Given exercise:
Rewrite the lines between the one containing "Expected: one point per instance of the rust stain, each" and the one containing "point(451, 490)", inclusive, changing "thickest part" to "widest part" and keeping everything else the same.

Supplied records:
################
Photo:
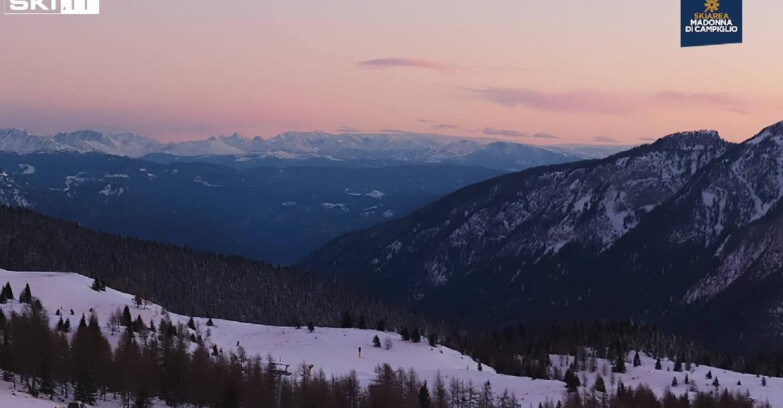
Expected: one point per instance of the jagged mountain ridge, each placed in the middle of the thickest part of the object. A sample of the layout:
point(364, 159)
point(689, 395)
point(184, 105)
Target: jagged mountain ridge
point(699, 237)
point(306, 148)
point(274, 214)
################
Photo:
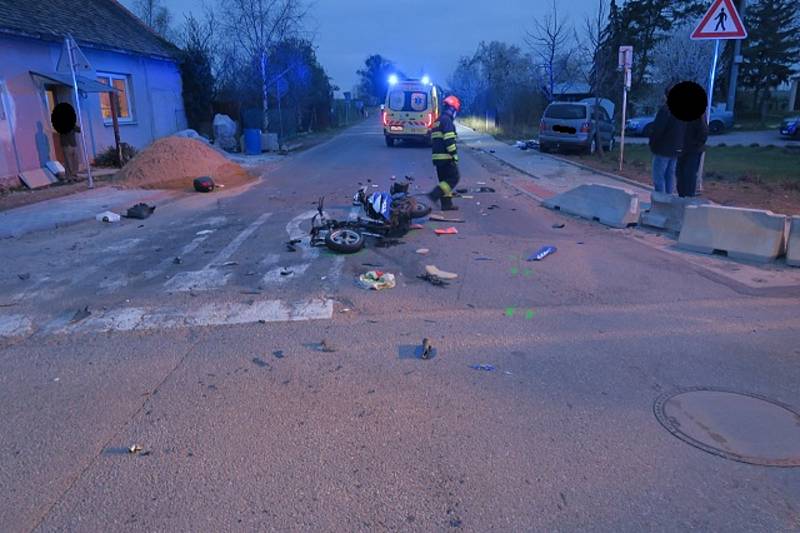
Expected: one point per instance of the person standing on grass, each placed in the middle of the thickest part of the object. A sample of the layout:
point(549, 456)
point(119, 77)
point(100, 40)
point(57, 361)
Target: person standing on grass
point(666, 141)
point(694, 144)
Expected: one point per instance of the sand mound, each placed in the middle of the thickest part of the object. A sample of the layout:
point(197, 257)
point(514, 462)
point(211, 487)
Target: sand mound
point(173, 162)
################
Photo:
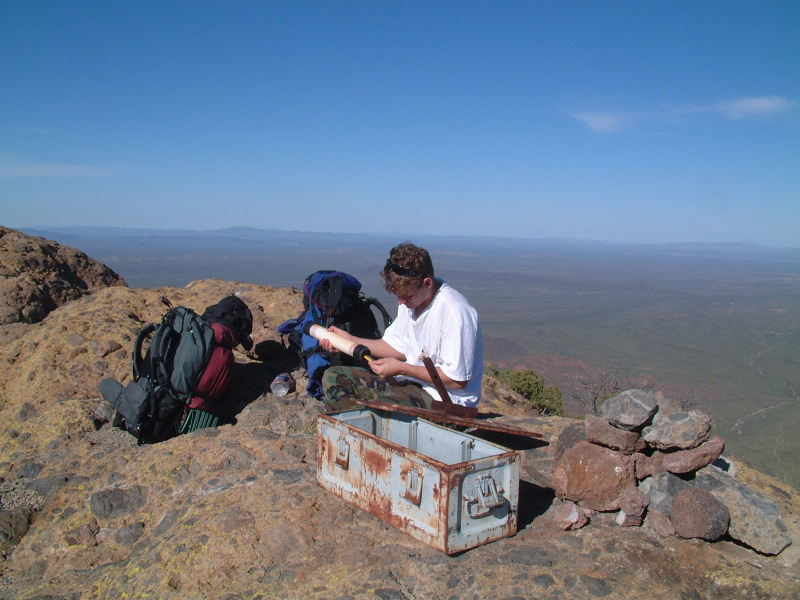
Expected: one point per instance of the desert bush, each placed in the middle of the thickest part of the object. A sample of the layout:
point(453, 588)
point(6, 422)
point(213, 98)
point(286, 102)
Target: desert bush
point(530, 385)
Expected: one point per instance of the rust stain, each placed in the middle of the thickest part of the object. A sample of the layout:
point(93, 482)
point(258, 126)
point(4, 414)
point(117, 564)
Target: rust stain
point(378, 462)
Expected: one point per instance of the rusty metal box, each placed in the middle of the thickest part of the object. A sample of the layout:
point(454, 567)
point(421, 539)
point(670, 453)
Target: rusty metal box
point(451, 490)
################
Output of the task:
Expected: one point per instance of the rust stain, each placed in the middle of the widest part of the object. A sample of the layout:
point(93, 482)
point(258, 126)
point(4, 414)
point(117, 564)
Target: rust stain
point(378, 462)
Expected: one point per instance of the rusty metal box, each placed in the middle of the widest part of the object. A sample of the layout:
point(454, 567)
point(421, 539)
point(670, 453)
Target: rusty metal box
point(451, 490)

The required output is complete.